*WHAT NEEDS TO BE DONE:* Lay out every line of the material below as a Markdown table with two columns, Number and Line, giving each line its row number and skipping blank lines.

*** INFORMATION GIVEN ***

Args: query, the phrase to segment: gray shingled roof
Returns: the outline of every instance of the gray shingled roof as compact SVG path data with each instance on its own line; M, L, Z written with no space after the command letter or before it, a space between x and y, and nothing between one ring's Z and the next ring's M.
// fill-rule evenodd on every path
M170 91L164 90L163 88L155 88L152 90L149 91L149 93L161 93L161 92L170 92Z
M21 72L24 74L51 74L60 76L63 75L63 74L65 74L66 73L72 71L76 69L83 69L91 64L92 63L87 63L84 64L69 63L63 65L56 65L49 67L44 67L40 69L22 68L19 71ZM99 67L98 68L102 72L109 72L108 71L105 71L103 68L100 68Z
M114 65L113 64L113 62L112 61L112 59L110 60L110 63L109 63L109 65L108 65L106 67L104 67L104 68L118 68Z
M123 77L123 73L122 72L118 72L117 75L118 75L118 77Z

***

*EXERCISE RESULT:*
| Number | Line |
|---|---|
| 1 | Args: query, the phrase to segment: gray shingled roof |
| 2 | Returns: the outline of every instance of the gray shingled roof as compact SVG path data with each instance on its own line; M, L, Z written with no space after the command letter or before it, a space between x and y, and nothing between one ring's Z and the next ring's M. |
| 3 | // fill-rule evenodd on every path |
| 4 | M170 91L164 90L163 88L155 88L152 90L149 91L149 93L161 93L161 92L170 92Z |
| 5 | M21 72L24 74L51 74L60 76L63 75L63 74L65 74L66 73L72 71L76 69L83 69L91 64L92 63L87 63L84 64L69 63L63 65L56 65L49 67L44 67L40 69L22 68L19 71ZM99 67L98 68L102 72L109 72L108 71L105 71L103 68L100 68Z |
| 6 | M114 65L113 64L113 62L112 61L112 59L110 60L110 63L109 63L109 65L108 65L106 67L104 67L104 68L118 68Z |
| 7 | M123 77L123 73L122 72L118 72L117 75L118 75L118 77Z |